■ ABOUT THIS TASK ■
Each line from the one containing "Practice step: locate the front" through the last line of the data below is to be written out verbatim, and nothing more.

■ RECORDS PROVIDED ■

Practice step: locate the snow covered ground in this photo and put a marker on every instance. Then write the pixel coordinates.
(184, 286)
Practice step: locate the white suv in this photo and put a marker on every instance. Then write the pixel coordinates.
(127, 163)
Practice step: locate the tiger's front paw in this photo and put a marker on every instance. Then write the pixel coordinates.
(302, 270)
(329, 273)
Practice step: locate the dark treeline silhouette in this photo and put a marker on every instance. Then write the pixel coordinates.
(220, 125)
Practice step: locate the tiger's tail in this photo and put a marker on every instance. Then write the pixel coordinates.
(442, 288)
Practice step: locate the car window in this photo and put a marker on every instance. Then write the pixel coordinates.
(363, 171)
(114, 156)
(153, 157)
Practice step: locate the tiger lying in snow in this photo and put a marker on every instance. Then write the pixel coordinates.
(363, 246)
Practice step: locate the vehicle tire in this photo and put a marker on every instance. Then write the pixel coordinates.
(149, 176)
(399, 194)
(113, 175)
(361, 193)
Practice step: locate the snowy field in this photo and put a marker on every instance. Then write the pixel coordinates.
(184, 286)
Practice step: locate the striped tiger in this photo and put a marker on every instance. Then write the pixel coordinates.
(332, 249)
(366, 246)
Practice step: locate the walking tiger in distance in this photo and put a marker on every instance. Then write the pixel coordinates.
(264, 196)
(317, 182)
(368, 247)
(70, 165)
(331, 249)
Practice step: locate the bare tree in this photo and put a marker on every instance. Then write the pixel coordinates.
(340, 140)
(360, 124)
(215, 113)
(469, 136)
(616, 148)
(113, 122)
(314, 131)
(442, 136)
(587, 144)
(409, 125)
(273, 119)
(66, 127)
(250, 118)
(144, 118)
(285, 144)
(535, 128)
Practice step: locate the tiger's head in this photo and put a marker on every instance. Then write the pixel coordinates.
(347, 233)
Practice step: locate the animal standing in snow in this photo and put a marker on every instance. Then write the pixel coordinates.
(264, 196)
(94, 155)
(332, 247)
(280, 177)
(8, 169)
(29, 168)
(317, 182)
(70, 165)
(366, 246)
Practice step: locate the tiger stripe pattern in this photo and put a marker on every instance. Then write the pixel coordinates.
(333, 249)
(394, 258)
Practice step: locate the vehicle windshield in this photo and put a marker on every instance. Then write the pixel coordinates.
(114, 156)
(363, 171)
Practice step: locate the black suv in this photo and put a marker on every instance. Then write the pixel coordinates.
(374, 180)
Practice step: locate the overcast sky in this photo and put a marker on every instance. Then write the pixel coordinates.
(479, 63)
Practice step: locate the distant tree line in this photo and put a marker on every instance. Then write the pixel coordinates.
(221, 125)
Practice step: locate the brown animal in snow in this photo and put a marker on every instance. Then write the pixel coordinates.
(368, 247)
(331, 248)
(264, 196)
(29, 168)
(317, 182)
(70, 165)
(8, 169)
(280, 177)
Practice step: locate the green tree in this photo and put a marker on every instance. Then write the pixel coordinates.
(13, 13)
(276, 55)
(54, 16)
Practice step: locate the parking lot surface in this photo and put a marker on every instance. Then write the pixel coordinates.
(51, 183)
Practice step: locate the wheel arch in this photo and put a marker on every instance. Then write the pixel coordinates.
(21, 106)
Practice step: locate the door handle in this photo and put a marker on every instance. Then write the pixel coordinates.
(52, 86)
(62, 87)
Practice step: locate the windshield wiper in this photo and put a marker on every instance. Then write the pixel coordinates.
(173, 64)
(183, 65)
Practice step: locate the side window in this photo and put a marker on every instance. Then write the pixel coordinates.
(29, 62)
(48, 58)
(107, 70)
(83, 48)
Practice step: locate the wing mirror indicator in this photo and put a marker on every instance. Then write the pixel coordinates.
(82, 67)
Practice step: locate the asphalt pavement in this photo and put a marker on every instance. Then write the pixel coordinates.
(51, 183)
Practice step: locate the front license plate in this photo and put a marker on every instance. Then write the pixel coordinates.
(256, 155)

■ EXERCISE ANSWER ■
Practice step: locate the front license plate in this photo and put a marker on every instance. Then write the pixel coordinates.
(256, 155)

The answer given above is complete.